EXERCISE AIM: In the text on DQN and PPO, which environment are the two algorithms trained on?

TEXT TO READ:
(begin)

# **DQN vs PPO: Practical Implementations**
***Authors: Bram Silue, Prof. dr. Pieter Libin, Prof. dr. Niel Hens.***

### **How to Run**
Please open and run this notebook in Colab:

[![colab](https://colab.research.google.com/assets/colab-badge.svg)](https://colab.research.google.com/github/plibin/vala-rl-25/blob/main/src/3_dqn_vs_ppo.ipynb)

### **Introduction**
Previously, we developed a Deep Q-Network (DQN) from scratch to understand the foundational aspects of reinforcement learning algorithms. In practice, however, developers often leverage well-optimized, **pre-built libraries** instead. 

In this notebook, we will use the Stable Baselines library to implement two of the most significant reinforcement learning algorithms: Deep Q-Network (DQN) and Proximal Policy Optimization (PPO). We will train these algorithms on the Lunar Lander environment from Gymnasium. The implementation we will follow is based on the Stable Baselines [documentation](https://stable-baselines3.readthedocs.io/en/master/guide/examples.html).

### **Implementing DQN**
Stable-baselines allows for very straightforward usage of advanced reinforcemente learning algorithms. Let's start with DQN.

First, we import the necessary libraries.

In [1]:
# Environment.
!pip install swig > /dev/null 2>&1
!pip install gymnasium > /dev/null 2>&1
!pip install "gymnasium[box2d]" > /dev/null 2>&1
import gymnasium as gym

# Machine Learning.
!pip install stable-baselines3 > /dev/null 2>&1
from stable_baselines3 import DQN, PPO
from stable_baselines3.common.evaluation import evaluate_policy
from stable_baselines3.common.callbacks import BaseCallback

# Plotting.

(end)

[Dataset rows]
(begin)

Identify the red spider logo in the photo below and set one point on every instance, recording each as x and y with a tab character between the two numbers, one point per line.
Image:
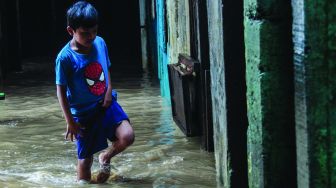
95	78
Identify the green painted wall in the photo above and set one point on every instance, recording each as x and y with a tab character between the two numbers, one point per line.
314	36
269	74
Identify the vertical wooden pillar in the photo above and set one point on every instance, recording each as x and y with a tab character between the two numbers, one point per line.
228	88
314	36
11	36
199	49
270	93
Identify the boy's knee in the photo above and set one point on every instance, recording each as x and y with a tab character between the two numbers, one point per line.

(end)
(begin)

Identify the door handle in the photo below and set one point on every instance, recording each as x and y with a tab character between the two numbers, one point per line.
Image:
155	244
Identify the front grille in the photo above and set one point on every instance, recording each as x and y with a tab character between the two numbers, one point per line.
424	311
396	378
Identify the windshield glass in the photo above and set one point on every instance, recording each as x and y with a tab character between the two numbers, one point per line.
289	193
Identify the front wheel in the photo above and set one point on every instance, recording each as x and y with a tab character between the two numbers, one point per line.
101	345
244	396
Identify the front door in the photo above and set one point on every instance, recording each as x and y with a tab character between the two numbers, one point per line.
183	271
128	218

(end)
(begin)

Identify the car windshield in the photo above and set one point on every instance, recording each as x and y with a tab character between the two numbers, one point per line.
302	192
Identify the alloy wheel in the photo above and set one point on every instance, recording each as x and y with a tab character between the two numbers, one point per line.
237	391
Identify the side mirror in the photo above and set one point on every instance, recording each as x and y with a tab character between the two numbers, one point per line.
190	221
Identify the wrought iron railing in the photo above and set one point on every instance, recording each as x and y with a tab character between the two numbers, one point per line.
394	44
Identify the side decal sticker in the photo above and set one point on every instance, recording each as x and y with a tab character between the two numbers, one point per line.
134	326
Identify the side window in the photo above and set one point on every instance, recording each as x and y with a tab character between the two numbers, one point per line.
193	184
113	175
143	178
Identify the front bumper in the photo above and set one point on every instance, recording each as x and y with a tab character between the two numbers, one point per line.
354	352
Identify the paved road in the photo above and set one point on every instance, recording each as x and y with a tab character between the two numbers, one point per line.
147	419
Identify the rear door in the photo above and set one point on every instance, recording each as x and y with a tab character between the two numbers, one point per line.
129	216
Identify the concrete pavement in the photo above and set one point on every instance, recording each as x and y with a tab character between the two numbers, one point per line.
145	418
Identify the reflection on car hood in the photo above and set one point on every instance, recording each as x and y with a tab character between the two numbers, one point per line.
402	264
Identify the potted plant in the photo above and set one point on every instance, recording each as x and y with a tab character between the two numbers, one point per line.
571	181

(end)

CORRECT RESULT: The Lunar Lander environment from Gymnasium.